Collected data
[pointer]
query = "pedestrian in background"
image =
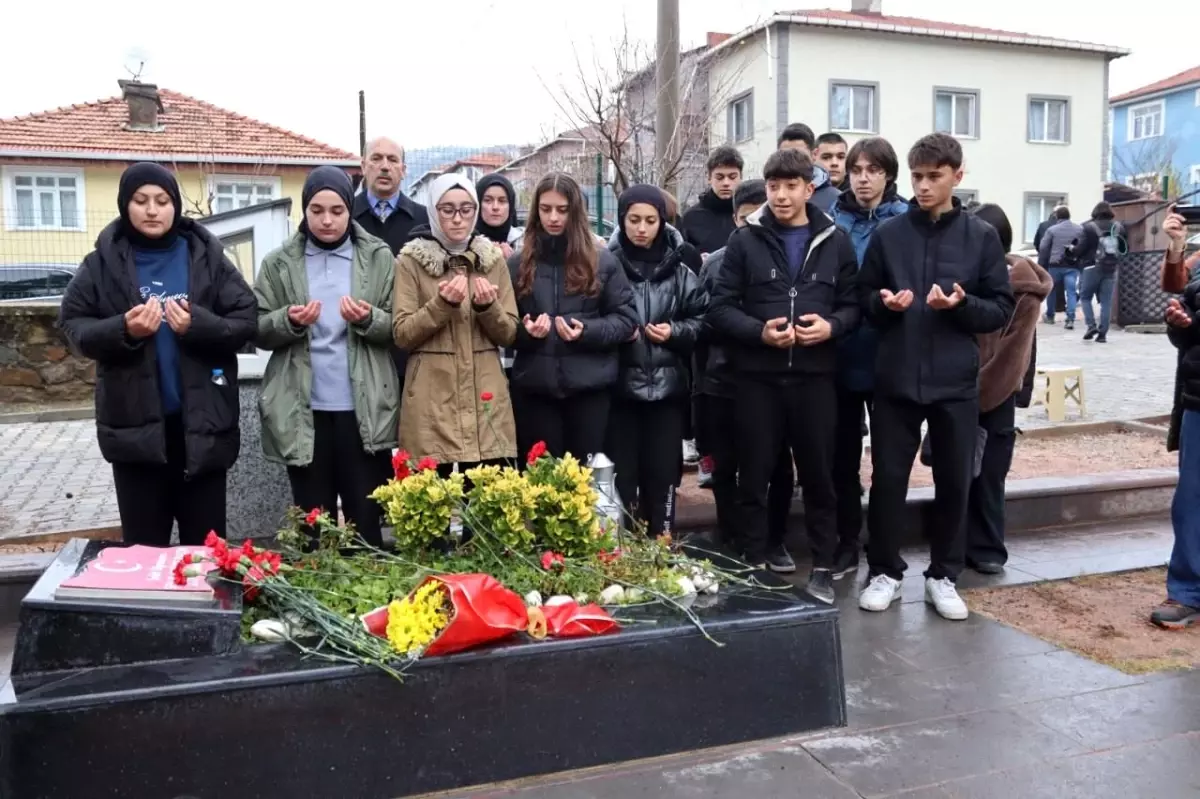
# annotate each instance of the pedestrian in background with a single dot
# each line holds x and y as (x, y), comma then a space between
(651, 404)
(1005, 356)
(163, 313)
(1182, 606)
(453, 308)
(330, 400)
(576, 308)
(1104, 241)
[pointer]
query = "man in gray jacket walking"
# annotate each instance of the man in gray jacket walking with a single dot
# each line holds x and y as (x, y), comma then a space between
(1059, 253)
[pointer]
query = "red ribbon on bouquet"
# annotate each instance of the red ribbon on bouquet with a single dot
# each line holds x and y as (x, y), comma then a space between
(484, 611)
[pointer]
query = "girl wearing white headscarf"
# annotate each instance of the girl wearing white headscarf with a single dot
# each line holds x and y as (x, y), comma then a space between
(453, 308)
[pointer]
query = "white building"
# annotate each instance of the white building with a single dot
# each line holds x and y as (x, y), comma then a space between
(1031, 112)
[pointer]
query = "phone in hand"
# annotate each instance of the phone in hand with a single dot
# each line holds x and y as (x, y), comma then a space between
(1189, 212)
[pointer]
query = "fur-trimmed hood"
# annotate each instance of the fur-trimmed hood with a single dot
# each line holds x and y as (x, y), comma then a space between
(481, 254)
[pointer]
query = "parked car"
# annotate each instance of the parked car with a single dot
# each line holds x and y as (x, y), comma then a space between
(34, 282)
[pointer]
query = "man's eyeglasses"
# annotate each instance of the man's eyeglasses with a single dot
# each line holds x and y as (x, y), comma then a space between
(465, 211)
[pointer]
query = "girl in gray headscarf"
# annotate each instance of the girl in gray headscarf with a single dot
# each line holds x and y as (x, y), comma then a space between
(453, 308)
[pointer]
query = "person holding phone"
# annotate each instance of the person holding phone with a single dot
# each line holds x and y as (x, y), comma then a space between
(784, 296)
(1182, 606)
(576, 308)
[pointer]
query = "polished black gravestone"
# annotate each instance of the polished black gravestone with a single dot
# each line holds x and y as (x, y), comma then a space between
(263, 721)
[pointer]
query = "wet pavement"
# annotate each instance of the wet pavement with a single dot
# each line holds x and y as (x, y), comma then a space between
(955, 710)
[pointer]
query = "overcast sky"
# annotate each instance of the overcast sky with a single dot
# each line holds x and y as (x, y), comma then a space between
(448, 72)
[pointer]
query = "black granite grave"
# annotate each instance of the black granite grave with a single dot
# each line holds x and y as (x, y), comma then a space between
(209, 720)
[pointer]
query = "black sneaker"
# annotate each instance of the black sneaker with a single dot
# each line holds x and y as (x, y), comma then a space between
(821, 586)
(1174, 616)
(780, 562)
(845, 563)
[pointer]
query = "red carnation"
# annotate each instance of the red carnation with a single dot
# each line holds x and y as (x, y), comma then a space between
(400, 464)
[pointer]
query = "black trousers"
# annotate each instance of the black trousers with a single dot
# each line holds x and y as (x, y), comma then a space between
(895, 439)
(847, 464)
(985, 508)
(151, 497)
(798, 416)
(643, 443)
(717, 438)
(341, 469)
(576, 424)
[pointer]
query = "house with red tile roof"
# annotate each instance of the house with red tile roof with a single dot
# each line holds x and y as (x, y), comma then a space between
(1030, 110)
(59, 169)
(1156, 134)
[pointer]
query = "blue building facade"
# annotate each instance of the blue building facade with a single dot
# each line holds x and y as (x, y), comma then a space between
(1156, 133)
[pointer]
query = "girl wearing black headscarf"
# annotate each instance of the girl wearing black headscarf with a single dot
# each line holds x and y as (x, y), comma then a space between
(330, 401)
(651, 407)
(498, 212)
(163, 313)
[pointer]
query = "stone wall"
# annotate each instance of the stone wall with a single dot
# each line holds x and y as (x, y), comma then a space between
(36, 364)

...

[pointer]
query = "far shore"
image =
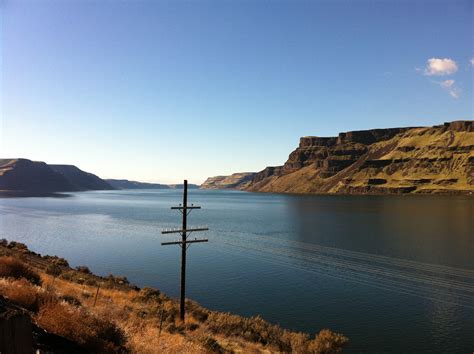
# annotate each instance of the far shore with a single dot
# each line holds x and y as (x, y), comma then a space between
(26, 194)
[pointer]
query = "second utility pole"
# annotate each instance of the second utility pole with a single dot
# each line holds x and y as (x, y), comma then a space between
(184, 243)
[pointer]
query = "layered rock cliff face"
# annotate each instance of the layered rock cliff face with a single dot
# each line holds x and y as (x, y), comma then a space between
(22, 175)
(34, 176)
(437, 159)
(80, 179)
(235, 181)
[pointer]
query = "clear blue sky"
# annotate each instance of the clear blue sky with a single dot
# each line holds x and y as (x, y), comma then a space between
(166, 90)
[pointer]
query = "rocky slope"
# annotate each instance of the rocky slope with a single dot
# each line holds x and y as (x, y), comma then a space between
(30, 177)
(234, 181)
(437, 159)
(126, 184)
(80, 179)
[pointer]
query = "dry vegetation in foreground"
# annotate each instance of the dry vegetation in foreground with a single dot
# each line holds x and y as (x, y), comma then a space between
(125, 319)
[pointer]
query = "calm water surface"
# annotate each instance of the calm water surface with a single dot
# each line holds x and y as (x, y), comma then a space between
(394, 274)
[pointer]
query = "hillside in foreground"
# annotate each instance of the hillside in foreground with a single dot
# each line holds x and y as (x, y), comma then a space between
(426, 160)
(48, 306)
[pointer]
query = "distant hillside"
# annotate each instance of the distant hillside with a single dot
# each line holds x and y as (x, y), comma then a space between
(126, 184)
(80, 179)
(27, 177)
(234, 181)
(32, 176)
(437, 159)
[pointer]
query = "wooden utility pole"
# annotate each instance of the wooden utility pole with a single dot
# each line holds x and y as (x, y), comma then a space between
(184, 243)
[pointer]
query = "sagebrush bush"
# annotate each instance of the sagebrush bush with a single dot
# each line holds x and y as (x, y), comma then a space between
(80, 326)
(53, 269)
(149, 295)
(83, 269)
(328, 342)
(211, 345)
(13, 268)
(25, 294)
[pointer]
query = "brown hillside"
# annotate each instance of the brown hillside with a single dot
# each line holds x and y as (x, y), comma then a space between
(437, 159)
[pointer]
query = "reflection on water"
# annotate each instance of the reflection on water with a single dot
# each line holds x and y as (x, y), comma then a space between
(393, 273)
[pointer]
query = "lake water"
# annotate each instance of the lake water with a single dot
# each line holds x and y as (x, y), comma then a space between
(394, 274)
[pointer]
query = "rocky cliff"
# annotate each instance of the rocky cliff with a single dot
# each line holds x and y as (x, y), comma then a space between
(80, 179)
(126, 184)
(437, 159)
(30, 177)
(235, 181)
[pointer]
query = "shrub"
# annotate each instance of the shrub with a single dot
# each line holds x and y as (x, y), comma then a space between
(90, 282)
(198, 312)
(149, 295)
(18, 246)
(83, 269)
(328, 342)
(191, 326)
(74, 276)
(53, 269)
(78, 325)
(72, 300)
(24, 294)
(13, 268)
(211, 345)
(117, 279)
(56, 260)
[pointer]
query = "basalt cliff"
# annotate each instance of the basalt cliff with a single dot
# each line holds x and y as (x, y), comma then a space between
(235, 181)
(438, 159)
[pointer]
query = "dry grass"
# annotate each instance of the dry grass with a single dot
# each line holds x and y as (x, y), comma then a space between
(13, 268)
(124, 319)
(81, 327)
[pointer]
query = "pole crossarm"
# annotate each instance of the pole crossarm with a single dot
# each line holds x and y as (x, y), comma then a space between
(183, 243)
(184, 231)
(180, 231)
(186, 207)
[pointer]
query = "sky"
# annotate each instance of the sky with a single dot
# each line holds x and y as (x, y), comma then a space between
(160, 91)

What you are asked to do
All lines above from the one containing "# annotate each instance of the black granite" to the one containing "# annotate each instance of the red carnation" must be repeated exactly, both lines included, and no others.

Exercise result
# annotate each instance of the black granite grave with a single dot
# each line holds x and y as (x, y), comma then a space between
(209, 720)
[pointer]
query = "black sneaker"
# annotate each instance of the black sneaker with a single dot
# each line holds x and y as (x, y), comma then a space between
(821, 586)
(1174, 616)
(780, 562)
(845, 563)
[pointer]
query = "red carnation"
# annotate each instance of the red carnation with a single dot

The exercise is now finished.